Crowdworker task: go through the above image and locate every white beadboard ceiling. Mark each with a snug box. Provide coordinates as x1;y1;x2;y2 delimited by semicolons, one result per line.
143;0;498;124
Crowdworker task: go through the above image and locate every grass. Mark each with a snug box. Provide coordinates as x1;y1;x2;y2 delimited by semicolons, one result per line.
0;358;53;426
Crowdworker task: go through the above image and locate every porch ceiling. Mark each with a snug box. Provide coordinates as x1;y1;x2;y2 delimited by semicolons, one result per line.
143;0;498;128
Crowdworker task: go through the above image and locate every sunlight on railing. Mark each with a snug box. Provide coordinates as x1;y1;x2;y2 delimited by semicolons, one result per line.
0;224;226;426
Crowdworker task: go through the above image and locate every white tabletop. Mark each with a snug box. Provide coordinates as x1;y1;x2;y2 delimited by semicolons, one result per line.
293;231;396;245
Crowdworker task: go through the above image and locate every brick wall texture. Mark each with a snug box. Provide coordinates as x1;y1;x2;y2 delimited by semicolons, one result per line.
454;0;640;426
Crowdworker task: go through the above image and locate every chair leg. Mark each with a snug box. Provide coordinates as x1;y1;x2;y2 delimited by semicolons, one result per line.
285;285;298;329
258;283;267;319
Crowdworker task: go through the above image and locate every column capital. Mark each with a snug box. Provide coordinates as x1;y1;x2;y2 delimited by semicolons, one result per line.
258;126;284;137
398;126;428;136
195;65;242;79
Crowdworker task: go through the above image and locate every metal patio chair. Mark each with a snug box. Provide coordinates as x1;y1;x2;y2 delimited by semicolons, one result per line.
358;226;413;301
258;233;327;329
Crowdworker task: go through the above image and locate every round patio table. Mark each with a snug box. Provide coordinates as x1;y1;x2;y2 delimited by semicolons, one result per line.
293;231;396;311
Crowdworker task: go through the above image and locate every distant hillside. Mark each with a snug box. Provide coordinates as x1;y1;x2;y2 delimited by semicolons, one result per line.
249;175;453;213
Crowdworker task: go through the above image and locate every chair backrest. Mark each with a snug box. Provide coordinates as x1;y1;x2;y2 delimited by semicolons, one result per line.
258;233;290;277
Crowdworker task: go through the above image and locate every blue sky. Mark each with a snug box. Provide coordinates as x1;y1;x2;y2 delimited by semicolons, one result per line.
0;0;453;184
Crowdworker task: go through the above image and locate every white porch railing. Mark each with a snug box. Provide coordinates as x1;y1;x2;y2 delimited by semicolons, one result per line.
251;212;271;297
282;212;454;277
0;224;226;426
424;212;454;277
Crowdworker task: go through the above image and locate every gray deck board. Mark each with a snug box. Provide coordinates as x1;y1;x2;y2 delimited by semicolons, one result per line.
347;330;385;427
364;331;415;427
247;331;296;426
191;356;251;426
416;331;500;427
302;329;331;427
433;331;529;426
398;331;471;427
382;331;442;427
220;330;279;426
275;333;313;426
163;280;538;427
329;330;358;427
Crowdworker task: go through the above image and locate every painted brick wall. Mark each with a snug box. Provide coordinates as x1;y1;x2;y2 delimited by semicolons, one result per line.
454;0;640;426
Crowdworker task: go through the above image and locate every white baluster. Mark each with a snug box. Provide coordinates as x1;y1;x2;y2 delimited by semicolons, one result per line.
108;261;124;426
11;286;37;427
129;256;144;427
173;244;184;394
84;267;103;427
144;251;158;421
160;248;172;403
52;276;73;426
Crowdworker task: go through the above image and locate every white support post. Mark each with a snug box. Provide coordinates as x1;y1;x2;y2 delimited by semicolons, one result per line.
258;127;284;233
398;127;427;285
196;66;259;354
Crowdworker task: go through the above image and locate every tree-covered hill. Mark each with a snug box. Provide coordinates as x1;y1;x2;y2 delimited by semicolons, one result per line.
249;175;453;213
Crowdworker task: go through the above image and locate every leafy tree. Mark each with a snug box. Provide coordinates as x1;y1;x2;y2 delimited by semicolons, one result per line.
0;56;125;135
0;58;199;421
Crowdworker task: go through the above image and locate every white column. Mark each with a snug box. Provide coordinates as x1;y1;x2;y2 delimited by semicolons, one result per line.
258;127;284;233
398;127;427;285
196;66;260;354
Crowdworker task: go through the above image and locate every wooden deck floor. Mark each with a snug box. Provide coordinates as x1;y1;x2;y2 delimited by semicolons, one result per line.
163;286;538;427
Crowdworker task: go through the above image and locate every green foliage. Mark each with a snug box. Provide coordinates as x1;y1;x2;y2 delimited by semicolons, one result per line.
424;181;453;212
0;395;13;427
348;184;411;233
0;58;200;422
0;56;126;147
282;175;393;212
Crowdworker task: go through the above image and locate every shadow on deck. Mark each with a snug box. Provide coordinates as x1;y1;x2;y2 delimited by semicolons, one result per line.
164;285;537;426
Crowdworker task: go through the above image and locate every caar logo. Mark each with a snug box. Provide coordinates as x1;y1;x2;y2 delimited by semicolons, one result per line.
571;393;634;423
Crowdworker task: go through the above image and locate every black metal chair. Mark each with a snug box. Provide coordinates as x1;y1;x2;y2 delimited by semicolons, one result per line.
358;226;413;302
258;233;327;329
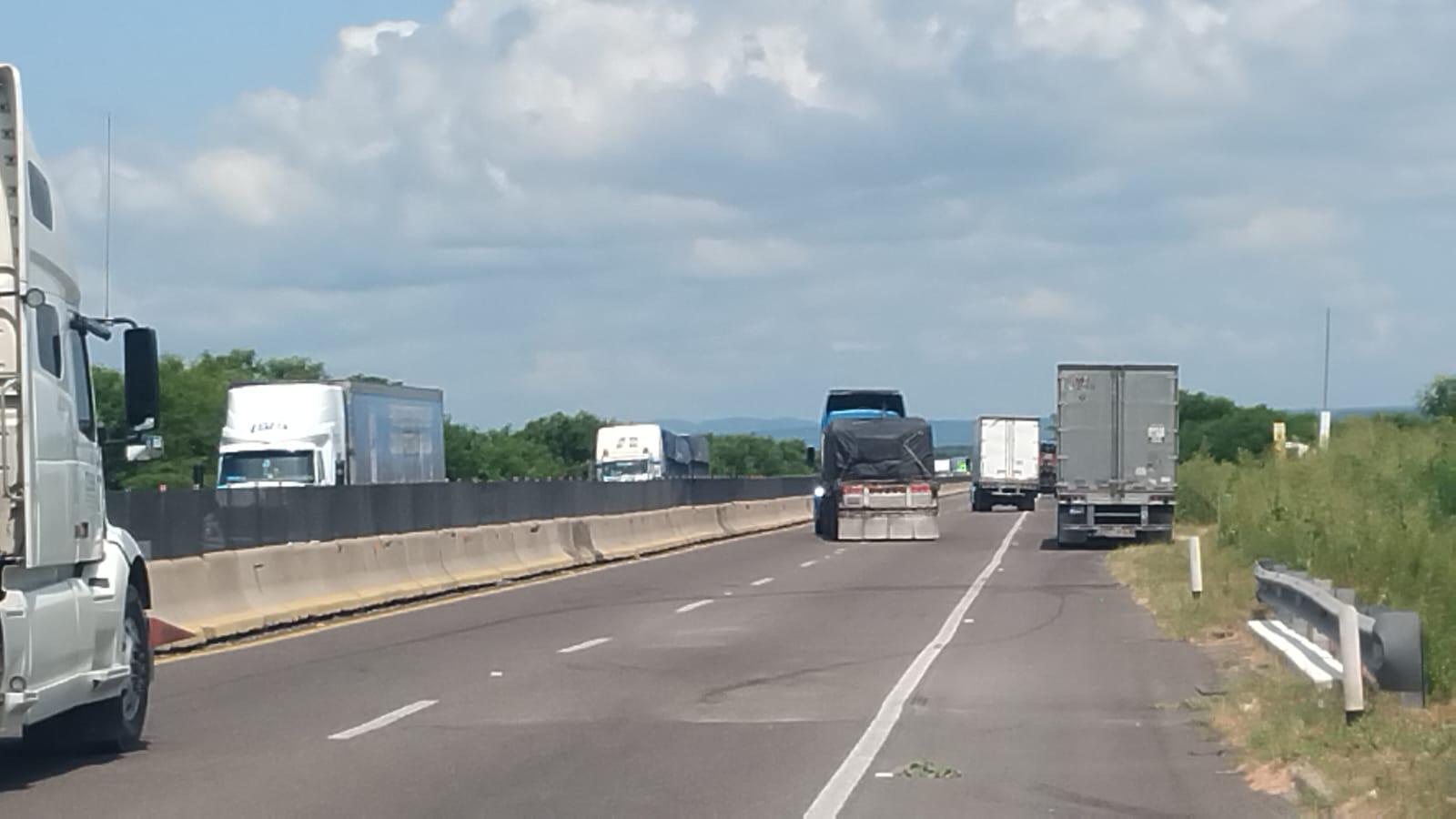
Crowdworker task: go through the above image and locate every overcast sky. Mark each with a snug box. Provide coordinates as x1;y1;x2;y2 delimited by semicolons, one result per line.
0;0;1456;426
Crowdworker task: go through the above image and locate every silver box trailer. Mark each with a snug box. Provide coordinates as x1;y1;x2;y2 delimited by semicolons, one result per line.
1057;364;1178;543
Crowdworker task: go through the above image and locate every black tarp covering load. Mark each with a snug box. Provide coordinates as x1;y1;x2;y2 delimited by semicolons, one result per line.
687;436;708;463
824;417;935;482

────────────────

▸ **WHAT THIS TASK INVOLVES**: Print the records from the line with "every white column." to the line with "164;285;537;426", both included, repeating each line exactly.

▸ **THE ANSWER**:
Crowdworker task: go through the above image and locate every white column. Mark each with a snug box. Provide coordinates as x1;y1;x2;y2 delimited by semicolons, one result per line.
258;127;284;233
398;127;427;285
196;66;260;354
Crowdworker task: go through the above image and locate every wooden deck floor. Mark each with a snug box. Provide coordinates as x1;y1;x2;y2 delimited by semicolons, one result per line.
163;286;538;427
Crowdworker task: go through the above image and locate every green foliage. Mark each with a snug box. Provide coordinates as x1;y1;x2;y2 delimited by semicolons, one result per line.
424;181;453;212
0;395;13;427
348;184;411;233
0;58;200;422
0;56;126;147
282;175;393;212
Crowdworker task: go through the above image and locate every shadow on deck. Mark each with a snug box. Provide coordinates as x1;y1;x2;y2 delimited by semicolons, one result per line.
164;285;537;426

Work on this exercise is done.